LIST OF TASKS:
- a) In the case summary below, rewrite the paragraph beginning "Pinedo v. City of Dallas demonstrates" as a short bulleted list that keeps its main facts.
- b) From the case summary below, output the passage starting with "No. 3:14-CV-0958-D (N.D." and going on through "claims to proceed.", with no changes.
***** DOCUMENT EXCERPT
No. 3:14-CV-0958-D (N.D. Tex. 2015)

Court: Northern District of Texas
Decided: January 15, 2015
Docket: 3:14-CV-0958-D
Officers named: Officer Jamal Robinson, Officer Mark Meltabarger

Holding

The City of Dallas was dismissed from a Section 1983 deadly force case because the plaintiff failed to plead facts establishing that a municipal policy or custom was the moving force behind officers' use of deadly force against a mentally impaired, unarmed person.

What This Case Is About

Pinedo v. City of Dallas demonstrates the stringent pleading standards for municipal liability claims, even in tragic circumstances involving the police shooting of an unarmed person experiencing a mental health crisis. The court dismissed the claims against the City of Dallas while allowing individual officer claims to proceed.
**********
***** STORED DATA
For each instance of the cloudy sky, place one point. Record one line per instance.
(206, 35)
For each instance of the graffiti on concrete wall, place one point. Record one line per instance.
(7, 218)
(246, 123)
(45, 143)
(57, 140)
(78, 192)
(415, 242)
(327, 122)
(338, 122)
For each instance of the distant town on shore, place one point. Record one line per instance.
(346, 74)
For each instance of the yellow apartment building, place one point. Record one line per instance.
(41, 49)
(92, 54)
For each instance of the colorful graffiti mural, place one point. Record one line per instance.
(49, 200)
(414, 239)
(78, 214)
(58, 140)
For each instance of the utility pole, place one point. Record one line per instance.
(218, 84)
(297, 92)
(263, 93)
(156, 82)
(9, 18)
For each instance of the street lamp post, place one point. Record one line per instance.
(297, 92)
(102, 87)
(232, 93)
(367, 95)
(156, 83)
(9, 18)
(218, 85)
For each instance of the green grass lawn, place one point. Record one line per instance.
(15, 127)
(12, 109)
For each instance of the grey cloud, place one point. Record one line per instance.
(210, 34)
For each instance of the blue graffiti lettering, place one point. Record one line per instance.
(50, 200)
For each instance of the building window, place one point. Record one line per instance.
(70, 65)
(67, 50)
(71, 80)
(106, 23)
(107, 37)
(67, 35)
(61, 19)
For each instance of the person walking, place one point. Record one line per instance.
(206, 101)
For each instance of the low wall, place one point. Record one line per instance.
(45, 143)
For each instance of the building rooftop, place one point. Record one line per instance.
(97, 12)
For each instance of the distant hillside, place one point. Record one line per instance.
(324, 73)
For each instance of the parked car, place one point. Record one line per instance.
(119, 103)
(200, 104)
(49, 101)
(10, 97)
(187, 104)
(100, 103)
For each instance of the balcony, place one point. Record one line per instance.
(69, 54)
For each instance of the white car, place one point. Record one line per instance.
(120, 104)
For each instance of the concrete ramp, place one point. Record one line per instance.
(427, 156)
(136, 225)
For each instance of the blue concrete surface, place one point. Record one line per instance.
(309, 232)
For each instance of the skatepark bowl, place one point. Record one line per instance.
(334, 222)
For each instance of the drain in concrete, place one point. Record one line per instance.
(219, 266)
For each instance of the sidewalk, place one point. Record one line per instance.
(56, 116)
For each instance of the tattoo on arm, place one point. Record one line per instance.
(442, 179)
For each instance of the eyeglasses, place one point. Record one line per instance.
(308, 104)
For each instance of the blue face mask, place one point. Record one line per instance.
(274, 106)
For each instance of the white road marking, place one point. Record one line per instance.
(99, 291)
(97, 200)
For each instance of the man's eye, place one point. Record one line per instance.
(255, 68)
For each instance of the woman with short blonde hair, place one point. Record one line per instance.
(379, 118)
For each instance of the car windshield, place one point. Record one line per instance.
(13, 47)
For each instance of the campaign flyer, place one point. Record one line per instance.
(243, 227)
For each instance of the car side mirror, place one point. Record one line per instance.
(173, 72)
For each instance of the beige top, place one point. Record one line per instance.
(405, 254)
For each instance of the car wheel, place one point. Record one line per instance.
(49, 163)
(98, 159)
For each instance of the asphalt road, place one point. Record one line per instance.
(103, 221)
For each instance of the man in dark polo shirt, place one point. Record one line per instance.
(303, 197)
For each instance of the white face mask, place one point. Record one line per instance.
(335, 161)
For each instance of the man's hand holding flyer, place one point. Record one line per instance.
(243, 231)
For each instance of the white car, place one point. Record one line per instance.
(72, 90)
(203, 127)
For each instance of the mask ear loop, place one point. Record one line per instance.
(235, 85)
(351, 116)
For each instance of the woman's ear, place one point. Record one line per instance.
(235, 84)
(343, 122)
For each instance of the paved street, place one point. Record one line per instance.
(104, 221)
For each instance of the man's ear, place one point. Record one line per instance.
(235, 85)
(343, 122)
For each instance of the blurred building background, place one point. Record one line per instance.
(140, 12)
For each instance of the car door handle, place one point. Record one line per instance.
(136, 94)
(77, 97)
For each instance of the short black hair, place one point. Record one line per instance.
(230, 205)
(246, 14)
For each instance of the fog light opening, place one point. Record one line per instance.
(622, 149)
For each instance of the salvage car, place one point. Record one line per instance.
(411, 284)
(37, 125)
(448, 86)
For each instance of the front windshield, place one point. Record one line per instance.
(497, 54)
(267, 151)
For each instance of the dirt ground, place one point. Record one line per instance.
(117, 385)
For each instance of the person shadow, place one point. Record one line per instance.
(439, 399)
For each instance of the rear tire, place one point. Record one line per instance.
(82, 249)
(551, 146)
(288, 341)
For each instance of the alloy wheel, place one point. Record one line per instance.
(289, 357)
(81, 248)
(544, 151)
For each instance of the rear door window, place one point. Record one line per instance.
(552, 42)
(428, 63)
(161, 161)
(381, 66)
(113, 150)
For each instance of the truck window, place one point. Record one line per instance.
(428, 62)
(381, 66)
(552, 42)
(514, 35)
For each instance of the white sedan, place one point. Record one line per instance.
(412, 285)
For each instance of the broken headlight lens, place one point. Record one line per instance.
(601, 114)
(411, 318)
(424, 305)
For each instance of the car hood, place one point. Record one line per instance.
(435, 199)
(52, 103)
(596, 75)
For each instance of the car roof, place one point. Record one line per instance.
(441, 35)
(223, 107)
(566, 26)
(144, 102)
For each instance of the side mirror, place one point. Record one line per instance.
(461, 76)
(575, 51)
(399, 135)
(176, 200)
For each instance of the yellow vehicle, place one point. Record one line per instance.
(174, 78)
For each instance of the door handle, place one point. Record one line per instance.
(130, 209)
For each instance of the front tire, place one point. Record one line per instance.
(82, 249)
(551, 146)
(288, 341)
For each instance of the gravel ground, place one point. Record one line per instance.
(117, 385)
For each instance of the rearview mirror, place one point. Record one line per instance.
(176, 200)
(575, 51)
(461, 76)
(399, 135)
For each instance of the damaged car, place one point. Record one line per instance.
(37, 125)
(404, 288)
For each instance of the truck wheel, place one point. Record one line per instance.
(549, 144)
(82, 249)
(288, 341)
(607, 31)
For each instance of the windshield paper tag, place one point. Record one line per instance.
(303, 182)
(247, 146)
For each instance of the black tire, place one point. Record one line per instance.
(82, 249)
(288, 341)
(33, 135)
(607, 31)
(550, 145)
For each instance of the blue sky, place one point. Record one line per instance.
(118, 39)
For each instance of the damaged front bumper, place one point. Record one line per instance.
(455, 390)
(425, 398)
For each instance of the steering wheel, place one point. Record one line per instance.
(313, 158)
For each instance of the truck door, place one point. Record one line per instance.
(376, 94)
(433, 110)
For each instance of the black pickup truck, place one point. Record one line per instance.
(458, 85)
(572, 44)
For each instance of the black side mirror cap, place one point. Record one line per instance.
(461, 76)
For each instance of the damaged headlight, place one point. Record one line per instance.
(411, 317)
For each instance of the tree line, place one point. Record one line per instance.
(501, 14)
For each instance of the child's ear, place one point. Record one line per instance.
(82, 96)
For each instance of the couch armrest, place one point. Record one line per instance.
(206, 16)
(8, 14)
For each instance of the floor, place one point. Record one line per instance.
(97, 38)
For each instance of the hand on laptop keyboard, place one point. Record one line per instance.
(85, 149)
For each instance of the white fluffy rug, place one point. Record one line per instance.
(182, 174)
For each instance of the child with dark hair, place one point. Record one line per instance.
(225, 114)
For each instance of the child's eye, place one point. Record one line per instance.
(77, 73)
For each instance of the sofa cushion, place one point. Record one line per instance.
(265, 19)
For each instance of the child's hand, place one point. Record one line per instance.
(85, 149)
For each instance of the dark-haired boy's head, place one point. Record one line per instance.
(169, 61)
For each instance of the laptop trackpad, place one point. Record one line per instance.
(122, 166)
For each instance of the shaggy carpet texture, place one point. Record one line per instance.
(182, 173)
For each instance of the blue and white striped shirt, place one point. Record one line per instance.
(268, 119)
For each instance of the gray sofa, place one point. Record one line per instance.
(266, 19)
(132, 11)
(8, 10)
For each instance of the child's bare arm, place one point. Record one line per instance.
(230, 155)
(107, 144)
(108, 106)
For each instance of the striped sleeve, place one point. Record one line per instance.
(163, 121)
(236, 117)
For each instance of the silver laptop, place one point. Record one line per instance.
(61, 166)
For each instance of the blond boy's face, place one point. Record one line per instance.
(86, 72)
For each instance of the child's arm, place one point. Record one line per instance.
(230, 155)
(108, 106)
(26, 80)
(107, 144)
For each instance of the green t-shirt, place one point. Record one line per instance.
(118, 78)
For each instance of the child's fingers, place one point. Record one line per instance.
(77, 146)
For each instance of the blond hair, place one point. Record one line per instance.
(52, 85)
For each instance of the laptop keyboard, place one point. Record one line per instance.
**********
SOLUTIONS TO EACH TASK:
- a)
- Pinedo v. City of Dallas shows how strict the pleading standards are for municipal liability claims.
- Those standards apply even in tragic cases, such as this police shooting of an unarmed person in a mental health crisis.
- The court dismissed the claims against the City of Dallas.
- The claims against the individual officers were allowed to proceed.

- b)
No. 3:14-CV-0958-D (N.D. Tex. 2015)

Court: Northern District of Texas
Decided: January 15, 2015
Docket: 3:14-CV-0958-D
Officers named: Officer Jamal Robinson, Officer Mark Meltabarger

Holding

The City of Dallas was dismissed from a Section 1983 deadly force case because the plaintiff failed to plead facts establishing that a municipal policy or custom was the moving force behind officers' use of deadly force against a mentally impaired, unarmed person.

What This Case Is About

Pinedo v. City of Dallas demonstrates the stringent pleading standards for municipal liability claims, even in tragic circumstances involving the police shooting of an unarmed person experiencing a mental health crisis. The court dismissed the claims against the City of Dallas while allowing individual officer claims to proceed.